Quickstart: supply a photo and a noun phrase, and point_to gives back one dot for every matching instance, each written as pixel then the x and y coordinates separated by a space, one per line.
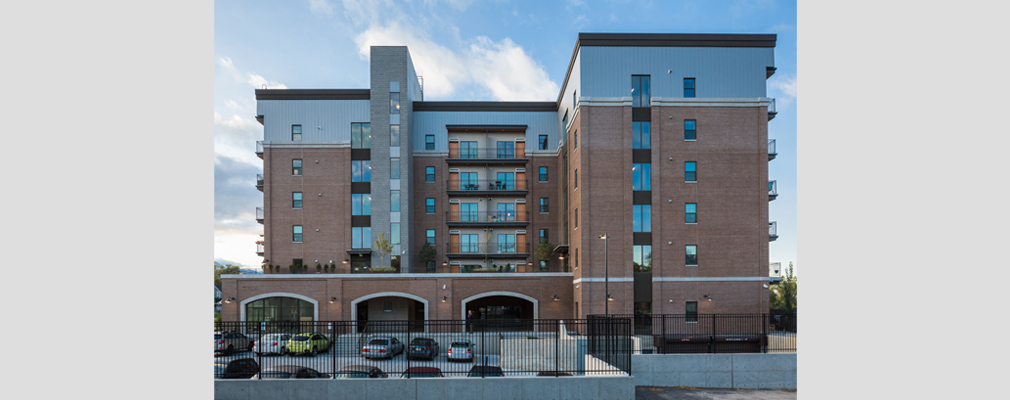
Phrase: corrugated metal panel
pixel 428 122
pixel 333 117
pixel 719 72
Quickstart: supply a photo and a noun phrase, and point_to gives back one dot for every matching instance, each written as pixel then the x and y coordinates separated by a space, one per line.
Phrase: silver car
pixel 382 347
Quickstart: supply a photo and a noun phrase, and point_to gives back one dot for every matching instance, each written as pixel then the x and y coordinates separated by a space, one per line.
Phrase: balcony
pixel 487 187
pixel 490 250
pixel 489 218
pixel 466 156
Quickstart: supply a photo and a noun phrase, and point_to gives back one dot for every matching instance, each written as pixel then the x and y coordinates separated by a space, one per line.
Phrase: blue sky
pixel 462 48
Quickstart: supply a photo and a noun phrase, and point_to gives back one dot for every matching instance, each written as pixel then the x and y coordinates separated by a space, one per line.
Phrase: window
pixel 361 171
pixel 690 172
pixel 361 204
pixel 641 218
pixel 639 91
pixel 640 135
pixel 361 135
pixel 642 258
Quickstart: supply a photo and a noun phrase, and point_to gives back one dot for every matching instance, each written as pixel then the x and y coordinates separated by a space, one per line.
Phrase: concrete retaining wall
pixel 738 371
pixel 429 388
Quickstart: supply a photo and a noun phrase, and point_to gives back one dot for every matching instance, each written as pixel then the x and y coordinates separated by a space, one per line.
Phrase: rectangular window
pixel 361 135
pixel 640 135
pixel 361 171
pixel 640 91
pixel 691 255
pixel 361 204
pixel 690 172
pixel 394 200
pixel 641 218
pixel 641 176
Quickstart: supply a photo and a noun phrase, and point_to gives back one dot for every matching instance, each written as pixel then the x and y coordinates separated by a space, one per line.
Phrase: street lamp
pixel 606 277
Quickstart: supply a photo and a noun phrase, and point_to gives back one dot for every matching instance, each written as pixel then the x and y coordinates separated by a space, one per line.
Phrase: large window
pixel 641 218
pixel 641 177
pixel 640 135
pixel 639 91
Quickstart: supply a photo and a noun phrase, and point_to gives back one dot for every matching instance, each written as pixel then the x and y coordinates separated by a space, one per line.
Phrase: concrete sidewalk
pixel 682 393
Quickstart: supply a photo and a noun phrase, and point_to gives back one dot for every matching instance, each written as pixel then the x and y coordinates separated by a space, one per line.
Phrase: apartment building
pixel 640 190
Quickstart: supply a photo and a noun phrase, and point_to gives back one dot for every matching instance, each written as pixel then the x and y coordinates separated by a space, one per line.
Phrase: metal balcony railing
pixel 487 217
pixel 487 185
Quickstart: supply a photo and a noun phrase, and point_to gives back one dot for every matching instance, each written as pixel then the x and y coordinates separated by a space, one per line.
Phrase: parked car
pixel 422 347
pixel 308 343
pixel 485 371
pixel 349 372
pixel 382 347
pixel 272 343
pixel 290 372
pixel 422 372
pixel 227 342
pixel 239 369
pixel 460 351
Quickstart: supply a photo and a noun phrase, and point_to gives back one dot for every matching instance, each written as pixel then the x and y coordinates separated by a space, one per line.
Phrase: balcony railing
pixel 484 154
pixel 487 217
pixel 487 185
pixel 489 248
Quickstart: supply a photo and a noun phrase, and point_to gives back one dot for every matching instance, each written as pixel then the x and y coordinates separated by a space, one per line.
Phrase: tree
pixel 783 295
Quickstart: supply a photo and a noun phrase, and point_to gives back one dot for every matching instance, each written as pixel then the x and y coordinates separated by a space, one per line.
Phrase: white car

------------------------------------------------------------

**WHAT NEEDS TO BE DONE:** Without the pictures, return the entries exactly as they appear.

**WRITTEN ANSWER:**
Quickstart: supply a photo and a noun phrase, and point_to gives back one dot for every matching instance, each written as pixel then the x and y coordinates separated by a space, one per line.
Phrase: corrugated metal panel
pixel 428 122
pixel 333 117
pixel 719 72
Quickstart: supply a photo and a noun phrase, and point_to gives back one dot for every matching instance, each written as pixel then the x and y coordinates separated by a space, one per line.
Phrase: silver car
pixel 382 347
Quickstart: supply a photo and a noun phrase, and point_to gives back one dot for every matching instance, each written as pixel then the x and y coordinates separated by a space, one per line.
Phrase: balcony
pixel 487 187
pixel 490 250
pixel 489 218
pixel 466 156
Quickstart: supply a photo and a noun phrase, and point_to gives back one dot for every matching instance, each written as pixel then the x and y coordinates separated by a space, one per line.
Phrase: blue sky
pixel 462 48
Quickstart: supply a photo and a noun phrase, and point_to gives back one dot for every matching instance, each written as pixel then the x and y coordinates separated by a space, one per line.
Phrase: window
pixel 361 171
pixel 690 172
pixel 361 204
pixel 641 218
pixel 639 91
pixel 640 135
pixel 361 135
pixel 642 258
Quickstart: supply a photo and a noun phrase, and point_to gives back one dot for every matching instance, each written as pixel then the x and y coordinates separated by a space, one per line.
Phrase: concrete retaining wall
pixel 738 371
pixel 429 388
Quickstart: supply a photo and a noun phrase, and point_to gives back one dot for every matching instance, each written as pixel then the x and y coordinates separated by a space, one per line.
Phrase: rectangular window
pixel 361 135
pixel 640 135
pixel 361 171
pixel 640 91
pixel 691 255
pixel 361 204
pixel 690 172
pixel 394 200
pixel 641 218
pixel 641 176
Quickstart: supply a photo and a noun phrase, and point_to gives back one dot for every matching instance, each written as pixel then the x and y coordinates separated by a space, one per line.
Phrase: street lamp
pixel 606 277
Quickstart: supply a photo and a noun phrase, and point_to gives back one dot for every matching instance, each written as pixel then the x and y coordinates separated by a space, one per line.
Phrase: large window
pixel 641 218
pixel 641 177
pixel 640 135
pixel 639 91
Quickstart: supply a photo and a noun phrase, and point_to gives back one dot for every matching instance, each written as pixel then the x and y coordinates separated by a space, one per line.
Phrase: concrete sidewalk
pixel 682 393
Quickstart: supply a photo and a noun phrase, and point_to gives back one dot for every matching instance, each written as pixel then the x and y coordinates separated by a space, one per line.
Phrase: apartment building
pixel 640 190
Quickstart: supply a photo and a noun phrase, and point_to gives back one dot for every matching instance, each written as pixel then the x and y coordinates separated by a space, one per line.
Phrase: metal balcony railing
pixel 487 217
pixel 487 185
Quickstart: supply a photo and a noun phrase, and point_to gives back one dot for every matching instance, each written as pixel then the x and y coordinates separated by a space, one per line.
Phrase: parked car
pixel 422 347
pixel 308 343
pixel 485 371
pixel 349 372
pixel 382 347
pixel 272 343
pixel 290 372
pixel 422 372
pixel 227 342
pixel 239 369
pixel 460 351
Quickstart: supply a photo and a noun phrase, and point_to gives back one dot for every matching instance, each written as pixel then the x and y coordinates separated by a space, one per line.
Phrase: balcony railing
pixel 484 154
pixel 487 217
pixel 487 185
pixel 489 248
Quickstart: supply a photo and a noun phrase, and point_to gives back one dot for every matching instance, each written as pixel then the x and y coordinates separated by a space, one per line.
Phrase: tree
pixel 783 295
Quickstart: supply a photo and a noun phrase, and point_to gives back one dot for every matching instance, each written as pixel then the x and y coordinates separated by a space, one per line.
Phrase: white car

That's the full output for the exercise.